Article:
────────────────────

It sounds like you are trying to make up for the bad stick of ram by overclocking the existing ram and as everyone is telling you that isn't going to work to give you back what you lost/ Ram is so cheap these days buy the other 2 gb stick/ MOst brands of memory BTW are guaranteed for life so you probably can return the bad stick for replacement anyway to the mfgr of the ram. Just find the ram warranty site for Kingston and put in the numbers and you can send that back and they will fix or replace it.


----------



## doggie007 (Jun 27, 2015)

I DO NOT KNOW HOW, I DO NOT KNOW HOW TO OVERCLOCK RAM THRUE BIOS !!!
I DO NOT UNDERSTAND THE VALUES !!!

PLEASE, DESCRIBE THE EACH FIELD, AND WHAT IT STANDS FOR !!!

P.S. Sorry for huge text, I'm not mad at all.


----------



## Rich-M (May 2, 2007)

Unfortunately every bios is different but somewhere inside it is a setting for how your ram is read i.e 1600, 1333 etc. It is too simple just pick 2133 and change setting to that then F10 to save changes and reboot. It could not be simpler.


----------



## joeten (Dec 4, 2008)

I think your missing the point, overclocking is not going you much, and could be more of an issue ,since you have no idea what doing.


----------



## Masterchiefxx17 (Feb 27, 2010)

You're most likely better off as you are. No need to overclock if you're not sure how to..


----------



## greenbrucelee (Apr 24, 2007)

overclocking wont help you if you have one bad stick, RAM is cheap.

if you really must overclock the RAM then you go to the bit in the BIOS that shows DRAM speed and you change it then you need to change the timmings which will labeld as CAS RAS etc etc. You must only change these values by 1 increment.

or if you BIOS has an xmp setting just enable the xmp profile and you dont need to do anything else.

But like everyone is saying it isn't going to help you.


----------



## doggie007 (Jun 27, 2015)

AS I'VE SAID, I DON'T UNDERSTAND THE VALUES TO OVERCLOCK FROM BIOS.

AND, WHAT IS "XMP" PROFILE?

AND, IF YOU'LL TELL ME, I WILL DO STEP BY STEP. SCREENSHOTS? I AM ON GIGABYTE MOTHERBOARD...

────────────────────

Data provided:
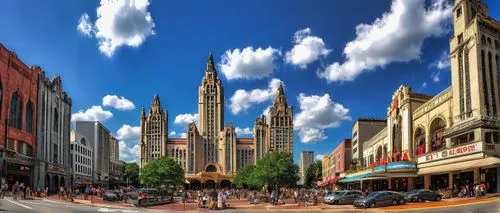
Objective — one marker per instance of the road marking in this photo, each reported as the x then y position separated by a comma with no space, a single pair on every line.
52,201
14,202
107,210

────────────────────

Directions:
1. In the RAM overclocking thread, which key does Rich-M say to press to save changes before rebooting?
2. Write out the passage of the RAM overclocking thread starting with "You're most likely" and going on through "RAM is cheap.", swapping "stick" for "module".

Solutions to the tasks:
1. F10

2.
You're most likely better off as you are. No need to overclock if you're not sure how to..


----------



## greenbrucelee (Apr 24, 2007)

overclocking wont help you if you have one bad module, RAM is cheap.